Your tasks:
a – According to the court opinion, how much more did Nichols owe on her BMW 640 than the car was worth?
b – Please rewrite the paragraph of the court opinion that begins "Nichols testified that in September 2012" as a short bulleted list that keeps its main facts.

Passage given:
Filed 8/16/16

CERTIFIED FOR PUBLICATION

IN THE COURT OF APPEAL OF THE STATE OF CALIFORNIA

SECOND APPELLATE DISTRICT

DIVISION FOUR

MICHELLE M. NICHOLS,
Plaintiff and Appellant,
v.
CENTURY WEST, LLC et al.,
Defendants and Respondents. / B266465
(Los Angeles County
Super. Ct. No. BC522888)

APPEAL from a judgment of the Superior Court of LosAngeles County, C. Edward Simpson, Judge. Affirmed.

Rosner, Barry & Babbitt, Christopher P. Barry and Lacee B. Smith for Plaintiff and Appellant.

James G. Lewis for Defendant and Respondent Century West.

Caley & Associates, Christopher M. Domin and Rebecca A. Caley for Defendant and Respondent BMW Financial Services.

INTRODUCTION

Plaintiff Michelle Nichols purchased a car from defendant Century West, LLC using three checks as a down payment. Two of the checks were dated the day after the contract was signed, and one check was dated about two weeks later. After owning the car for eleven months, Nichols sued Century West and defendant BMW Financial Services NA, LLC, which financed the vehicle, seeking to unwind the contract. Nichols’s evidence at trial focused mostly on whether she received a fair deal for her trade-in vehicle, a new car she had leased one month earlier. Following a bench trial, the court found in favor of defendants.

On appeal, Nichols’s sole argument is that because Century West entered her three-check down payment on the line of the sales contract describing it a down payment, rather than on the line describing it as a “deferred” down payment, she has the right to rescind the contract under the Rees-Levering Motor Vehicle Sales and Finance Act (Civil Code, § 2981, et seq.[1]) (the Act). We affirm the judgment. Neither the language of the Act nor the cases Nichols cites compel a finding that a car dealer’s informal agreement to wait to deposit a check tendered the day of the purchase—as opposed to scheduling a payment to be made at a later date—constitutes a “deferred” down payment. Nichols therefore has not demonstrated that the Act authorizes her to rescind the contract under the circumstances here.

Factual and procedural background

This case involves two different vehicle transactions: first a lease, and then a sale. Only the sale is relevant to the appeal, but several of Nichols’s causes of action were based on issues related to the lease.[2] We discuss the lease here only for context, and focus on the evidence and argument relevant to the appeal. The following facts were presented to the trial court at a bench trial.

Nichols testified that in September 2012, she had a BMW 640 she had leased the previous January. She decided that “the 640 was a little small for me,” and in late September 2012, she went to Century West to look for a new car with her boyfriend, Claudio Torres. Nichols knew she was “upside down” on the 640, meaning she owed about $5,000 more than the car was currently worth. Nichols leased a new BMW 750Li, but because it was a larger car, she was concerned it might not fit into her garage. When she got home, she found that the 750Li in fact did not fit into her garage.

Data records:
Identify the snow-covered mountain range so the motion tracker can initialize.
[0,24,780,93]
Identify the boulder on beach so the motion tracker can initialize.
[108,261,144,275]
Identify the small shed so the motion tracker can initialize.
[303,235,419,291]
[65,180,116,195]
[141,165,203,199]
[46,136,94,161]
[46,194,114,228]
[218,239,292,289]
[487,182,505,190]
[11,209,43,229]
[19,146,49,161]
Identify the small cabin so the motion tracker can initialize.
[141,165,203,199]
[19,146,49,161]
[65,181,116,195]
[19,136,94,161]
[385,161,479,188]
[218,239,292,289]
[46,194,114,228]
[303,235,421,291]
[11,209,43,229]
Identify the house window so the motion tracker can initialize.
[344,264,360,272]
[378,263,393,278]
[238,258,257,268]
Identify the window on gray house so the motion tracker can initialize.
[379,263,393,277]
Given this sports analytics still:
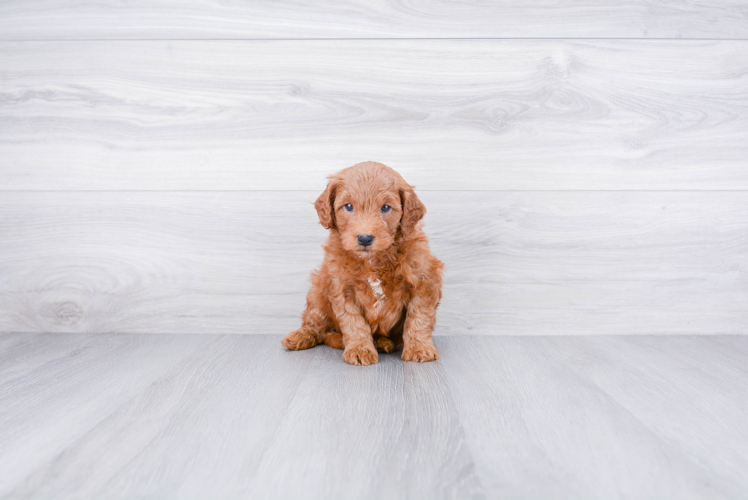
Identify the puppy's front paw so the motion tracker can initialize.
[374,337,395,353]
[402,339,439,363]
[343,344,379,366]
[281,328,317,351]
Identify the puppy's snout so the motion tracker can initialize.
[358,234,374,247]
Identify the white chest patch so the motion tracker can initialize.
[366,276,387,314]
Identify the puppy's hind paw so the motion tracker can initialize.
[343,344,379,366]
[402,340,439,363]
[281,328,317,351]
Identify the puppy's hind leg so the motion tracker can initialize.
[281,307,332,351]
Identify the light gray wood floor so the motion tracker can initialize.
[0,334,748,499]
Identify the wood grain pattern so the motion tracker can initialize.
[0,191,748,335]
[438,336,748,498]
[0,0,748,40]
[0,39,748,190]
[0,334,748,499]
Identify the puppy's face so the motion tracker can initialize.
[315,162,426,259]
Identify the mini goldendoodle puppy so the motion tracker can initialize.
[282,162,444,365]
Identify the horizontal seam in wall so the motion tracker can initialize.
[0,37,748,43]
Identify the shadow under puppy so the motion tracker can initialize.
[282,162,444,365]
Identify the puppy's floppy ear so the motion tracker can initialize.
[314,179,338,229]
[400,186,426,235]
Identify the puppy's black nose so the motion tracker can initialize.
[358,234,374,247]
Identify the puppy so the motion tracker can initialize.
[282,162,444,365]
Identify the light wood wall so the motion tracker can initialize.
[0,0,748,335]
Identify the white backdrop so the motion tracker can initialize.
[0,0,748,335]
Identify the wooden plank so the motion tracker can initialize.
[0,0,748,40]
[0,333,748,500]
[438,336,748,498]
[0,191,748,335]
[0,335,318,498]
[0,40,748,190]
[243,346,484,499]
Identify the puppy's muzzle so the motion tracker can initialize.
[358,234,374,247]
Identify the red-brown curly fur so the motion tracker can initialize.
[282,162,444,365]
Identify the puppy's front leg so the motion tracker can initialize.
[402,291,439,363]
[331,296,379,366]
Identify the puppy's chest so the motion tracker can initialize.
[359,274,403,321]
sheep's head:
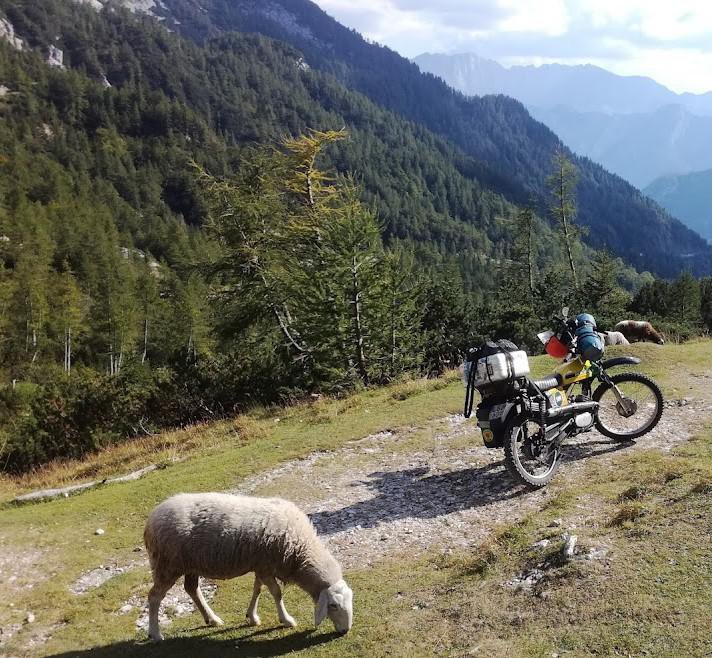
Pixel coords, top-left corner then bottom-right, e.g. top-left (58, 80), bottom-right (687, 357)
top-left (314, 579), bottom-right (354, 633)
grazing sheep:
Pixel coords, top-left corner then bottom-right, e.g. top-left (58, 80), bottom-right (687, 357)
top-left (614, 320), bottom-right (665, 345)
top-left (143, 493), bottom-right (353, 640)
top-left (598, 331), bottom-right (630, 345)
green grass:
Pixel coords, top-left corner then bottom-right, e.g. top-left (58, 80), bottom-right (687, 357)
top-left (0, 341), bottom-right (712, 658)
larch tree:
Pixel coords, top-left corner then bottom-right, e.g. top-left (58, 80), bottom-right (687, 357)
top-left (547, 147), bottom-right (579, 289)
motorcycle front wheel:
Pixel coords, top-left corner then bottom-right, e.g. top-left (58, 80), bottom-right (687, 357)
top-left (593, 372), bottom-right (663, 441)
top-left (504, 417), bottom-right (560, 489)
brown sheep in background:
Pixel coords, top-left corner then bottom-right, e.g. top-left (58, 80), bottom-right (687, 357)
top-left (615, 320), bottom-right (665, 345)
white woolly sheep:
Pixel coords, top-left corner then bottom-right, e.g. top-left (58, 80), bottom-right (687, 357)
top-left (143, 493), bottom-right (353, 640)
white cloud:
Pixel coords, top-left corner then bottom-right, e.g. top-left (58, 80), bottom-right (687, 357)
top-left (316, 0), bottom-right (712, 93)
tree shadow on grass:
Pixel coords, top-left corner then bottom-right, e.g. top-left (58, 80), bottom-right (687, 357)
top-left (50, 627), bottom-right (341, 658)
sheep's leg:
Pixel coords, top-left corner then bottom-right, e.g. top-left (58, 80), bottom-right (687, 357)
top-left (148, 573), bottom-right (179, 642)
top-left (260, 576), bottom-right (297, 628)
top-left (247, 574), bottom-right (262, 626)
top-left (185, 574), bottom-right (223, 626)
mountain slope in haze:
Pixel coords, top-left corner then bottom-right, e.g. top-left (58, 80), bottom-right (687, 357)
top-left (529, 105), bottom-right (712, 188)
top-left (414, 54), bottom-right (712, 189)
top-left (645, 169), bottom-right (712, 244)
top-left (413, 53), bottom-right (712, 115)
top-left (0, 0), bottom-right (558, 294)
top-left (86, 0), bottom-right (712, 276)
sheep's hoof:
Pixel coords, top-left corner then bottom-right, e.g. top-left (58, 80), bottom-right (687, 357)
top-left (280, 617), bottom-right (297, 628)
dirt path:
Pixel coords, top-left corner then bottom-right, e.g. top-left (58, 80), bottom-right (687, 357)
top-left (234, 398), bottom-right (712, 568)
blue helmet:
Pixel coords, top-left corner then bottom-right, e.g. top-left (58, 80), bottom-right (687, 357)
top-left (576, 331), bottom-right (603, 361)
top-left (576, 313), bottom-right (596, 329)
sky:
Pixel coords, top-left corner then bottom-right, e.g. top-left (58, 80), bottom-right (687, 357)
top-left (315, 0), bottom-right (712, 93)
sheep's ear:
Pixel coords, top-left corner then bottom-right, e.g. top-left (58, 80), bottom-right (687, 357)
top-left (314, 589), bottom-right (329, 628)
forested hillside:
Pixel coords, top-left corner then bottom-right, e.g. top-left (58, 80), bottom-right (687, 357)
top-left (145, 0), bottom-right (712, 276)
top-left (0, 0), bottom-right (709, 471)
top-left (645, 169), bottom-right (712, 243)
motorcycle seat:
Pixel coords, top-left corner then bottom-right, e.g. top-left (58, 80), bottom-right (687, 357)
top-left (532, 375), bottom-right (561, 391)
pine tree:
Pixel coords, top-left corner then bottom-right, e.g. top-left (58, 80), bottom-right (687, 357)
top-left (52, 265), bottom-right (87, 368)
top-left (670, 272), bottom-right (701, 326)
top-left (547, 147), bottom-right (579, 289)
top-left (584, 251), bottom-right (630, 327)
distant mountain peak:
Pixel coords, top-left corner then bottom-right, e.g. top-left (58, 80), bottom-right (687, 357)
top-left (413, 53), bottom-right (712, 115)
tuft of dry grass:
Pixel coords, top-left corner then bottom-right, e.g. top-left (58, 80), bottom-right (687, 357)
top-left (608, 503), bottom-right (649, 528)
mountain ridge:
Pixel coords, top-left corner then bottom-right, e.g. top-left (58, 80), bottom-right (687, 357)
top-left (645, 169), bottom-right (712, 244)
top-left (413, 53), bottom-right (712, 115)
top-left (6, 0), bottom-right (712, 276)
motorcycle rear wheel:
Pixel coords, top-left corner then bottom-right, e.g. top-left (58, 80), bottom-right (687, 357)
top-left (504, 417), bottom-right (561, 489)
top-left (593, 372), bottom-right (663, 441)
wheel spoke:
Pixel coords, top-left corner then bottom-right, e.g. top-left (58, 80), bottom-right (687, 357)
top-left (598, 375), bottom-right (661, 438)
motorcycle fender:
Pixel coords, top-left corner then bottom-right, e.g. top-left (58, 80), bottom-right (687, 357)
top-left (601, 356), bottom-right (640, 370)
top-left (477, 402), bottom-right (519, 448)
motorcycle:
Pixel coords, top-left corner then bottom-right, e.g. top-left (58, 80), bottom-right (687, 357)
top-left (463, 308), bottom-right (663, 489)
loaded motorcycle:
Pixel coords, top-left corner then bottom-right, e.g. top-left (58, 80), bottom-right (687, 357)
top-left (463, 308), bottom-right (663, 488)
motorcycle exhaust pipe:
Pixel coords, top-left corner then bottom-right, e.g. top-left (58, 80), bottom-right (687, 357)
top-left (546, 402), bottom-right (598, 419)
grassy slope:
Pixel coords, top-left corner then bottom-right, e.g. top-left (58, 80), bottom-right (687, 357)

Solutions to the exercise:
a – About $5,000.

b –
- In September 2012, Nichols had a BMW 640 that she had leased the previous January.
- She found the 640 a little small for her and, in late September 2012, went to Century West with her boyfriend, Claudio Torres, to look for a new car.
- She knew she was "upside down" on the 640, owing about $5,000 more than it was worth.
- She leased a new BMW 750Li but worried that the larger car might not fit into her garage.
- At home, she found that the 750Li did not fit into her garage.